Despite the injury to his kicking leg, Rocca averaged 43.9 yards per punt – a career-best. He said he doesn’t know exactly how long his recovery will take, but expects it to be speedy.
“It depends on how extensive the meniscus tear is,” Rocca said. “But the plan is that I should be able to start punting in April, way before I’ll be able to get back here.”
Rocca just completed the final season of a two-year deal he signed with Washington last season. But he hopes to remain in Washington and believes he can remain effective even though he will turn 40 in November.
“I want to get another two or three years out. I enjoy it and enjoy playing,” Rocca said. “The family and myself really enjoy being over here and taking part in it. We’ll see how long we can take it out. … I feel like this team’s going in the right direction. We’ve got a good quarterback – a good up-and-coming team – and I think in the next two years, this team can really make a push for the Super Bowl and I want to be around when that happens.”

Extracted entries:
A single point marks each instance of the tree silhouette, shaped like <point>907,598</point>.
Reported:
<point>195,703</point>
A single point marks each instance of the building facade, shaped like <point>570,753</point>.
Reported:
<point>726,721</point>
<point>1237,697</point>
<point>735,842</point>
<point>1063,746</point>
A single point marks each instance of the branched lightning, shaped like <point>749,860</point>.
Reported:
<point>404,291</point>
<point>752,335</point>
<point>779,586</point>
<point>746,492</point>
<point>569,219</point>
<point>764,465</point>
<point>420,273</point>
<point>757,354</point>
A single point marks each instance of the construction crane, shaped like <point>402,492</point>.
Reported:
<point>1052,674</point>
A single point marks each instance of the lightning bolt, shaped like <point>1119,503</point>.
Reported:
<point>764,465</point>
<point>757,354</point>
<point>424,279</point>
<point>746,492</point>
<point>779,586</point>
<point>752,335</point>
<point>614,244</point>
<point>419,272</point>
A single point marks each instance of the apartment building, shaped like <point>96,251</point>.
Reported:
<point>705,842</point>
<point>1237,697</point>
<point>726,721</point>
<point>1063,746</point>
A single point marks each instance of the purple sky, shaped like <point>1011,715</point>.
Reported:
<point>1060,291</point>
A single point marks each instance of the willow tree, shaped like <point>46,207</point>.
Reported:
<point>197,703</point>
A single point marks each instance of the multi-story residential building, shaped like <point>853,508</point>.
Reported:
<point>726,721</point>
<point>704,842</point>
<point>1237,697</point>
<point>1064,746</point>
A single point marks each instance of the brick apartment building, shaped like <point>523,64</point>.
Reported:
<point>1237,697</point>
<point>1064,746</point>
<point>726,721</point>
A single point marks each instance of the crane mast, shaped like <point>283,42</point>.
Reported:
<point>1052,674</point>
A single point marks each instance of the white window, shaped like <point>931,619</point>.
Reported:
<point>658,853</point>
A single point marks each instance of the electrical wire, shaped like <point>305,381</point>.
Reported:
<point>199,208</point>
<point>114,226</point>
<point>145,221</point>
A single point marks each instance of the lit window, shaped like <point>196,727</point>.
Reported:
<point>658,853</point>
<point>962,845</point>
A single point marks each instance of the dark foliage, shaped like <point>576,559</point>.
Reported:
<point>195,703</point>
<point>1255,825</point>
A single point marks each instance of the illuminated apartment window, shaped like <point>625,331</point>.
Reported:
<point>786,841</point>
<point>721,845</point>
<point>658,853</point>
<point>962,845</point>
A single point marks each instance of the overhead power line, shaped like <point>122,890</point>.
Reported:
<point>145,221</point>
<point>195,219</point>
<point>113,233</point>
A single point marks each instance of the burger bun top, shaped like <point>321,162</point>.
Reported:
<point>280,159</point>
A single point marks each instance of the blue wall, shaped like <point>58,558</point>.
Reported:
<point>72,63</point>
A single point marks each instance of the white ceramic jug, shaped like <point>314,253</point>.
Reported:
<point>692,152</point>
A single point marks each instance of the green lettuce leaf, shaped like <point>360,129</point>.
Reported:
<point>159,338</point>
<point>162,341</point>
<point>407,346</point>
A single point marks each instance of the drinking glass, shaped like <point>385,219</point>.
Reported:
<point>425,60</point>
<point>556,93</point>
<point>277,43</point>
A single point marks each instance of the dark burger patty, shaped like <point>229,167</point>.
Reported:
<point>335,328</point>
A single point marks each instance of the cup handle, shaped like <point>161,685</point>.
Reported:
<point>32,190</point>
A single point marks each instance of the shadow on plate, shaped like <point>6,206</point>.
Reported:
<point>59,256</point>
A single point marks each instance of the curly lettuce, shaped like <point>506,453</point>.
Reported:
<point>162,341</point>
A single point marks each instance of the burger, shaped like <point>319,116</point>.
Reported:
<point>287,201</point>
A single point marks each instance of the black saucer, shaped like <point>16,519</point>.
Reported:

Exercise objective:
Copy the text about Rocca's punting season and knee injury word for word, in full. The records play no part in what comes next.

Exercise solution:
Despite the injury to his kicking leg, Rocca averaged 43.9 yards per punt – a career-best. He said he doesn’t know exactly how long his recovery will take, but expects it to be speedy.
“It depends on how extensive the meniscus tear is,” Rocca said. “But the plan is that I should be able to start punting in April, way before I’ll be able to get back here.”
Rocca just completed the final season of a two-year deal he signed with Washington last season. But he hopes to remain in Washington and believes he can remain effective even though he will turn 40 in November.
“I want to get another two or three years out. I enjoy it and enjoy playing,” Rocca said. “The family and myself really enjoy being over here and taking part in it. We’ll see how long we can take it out. … I feel like this team’s going in the right direction. We’ve got a good quarterback – a good up-and-coming team – and I think in the next two years, this team can really make a push for the Super Bowl and I want to be around when that happens.”